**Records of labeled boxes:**
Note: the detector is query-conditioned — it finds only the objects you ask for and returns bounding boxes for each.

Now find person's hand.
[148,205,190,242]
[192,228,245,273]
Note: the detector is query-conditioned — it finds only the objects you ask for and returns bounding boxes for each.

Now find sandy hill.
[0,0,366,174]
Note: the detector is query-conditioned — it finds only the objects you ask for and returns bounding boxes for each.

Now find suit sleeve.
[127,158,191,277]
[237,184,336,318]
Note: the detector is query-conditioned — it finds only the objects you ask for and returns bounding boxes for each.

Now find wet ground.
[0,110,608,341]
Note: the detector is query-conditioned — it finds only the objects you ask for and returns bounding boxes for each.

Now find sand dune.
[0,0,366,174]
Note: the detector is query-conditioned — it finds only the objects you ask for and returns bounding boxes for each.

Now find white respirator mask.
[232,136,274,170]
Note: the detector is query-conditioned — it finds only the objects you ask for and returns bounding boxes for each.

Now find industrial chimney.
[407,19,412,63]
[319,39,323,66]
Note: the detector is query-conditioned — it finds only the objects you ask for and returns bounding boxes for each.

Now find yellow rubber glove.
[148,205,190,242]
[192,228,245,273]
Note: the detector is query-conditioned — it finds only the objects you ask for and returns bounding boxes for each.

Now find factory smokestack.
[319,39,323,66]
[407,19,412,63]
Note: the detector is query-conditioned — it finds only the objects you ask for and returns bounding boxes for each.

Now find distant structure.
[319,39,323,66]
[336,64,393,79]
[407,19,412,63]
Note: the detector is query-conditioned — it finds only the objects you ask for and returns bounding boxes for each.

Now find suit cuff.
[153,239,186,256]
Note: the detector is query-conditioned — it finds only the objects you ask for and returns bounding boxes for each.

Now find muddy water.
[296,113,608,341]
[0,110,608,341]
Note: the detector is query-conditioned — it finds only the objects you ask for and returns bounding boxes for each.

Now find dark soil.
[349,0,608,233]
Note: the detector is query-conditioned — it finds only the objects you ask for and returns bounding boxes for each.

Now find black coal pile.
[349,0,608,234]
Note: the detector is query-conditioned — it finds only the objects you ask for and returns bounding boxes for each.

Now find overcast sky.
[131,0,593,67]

**Aim of the task:** Select each line of the rows above that contains the string "suit", treating uppercase and lowercase letters as distinct.

**Solution to the exercise:**
Now find suit sleeve.
Now find suit cuff.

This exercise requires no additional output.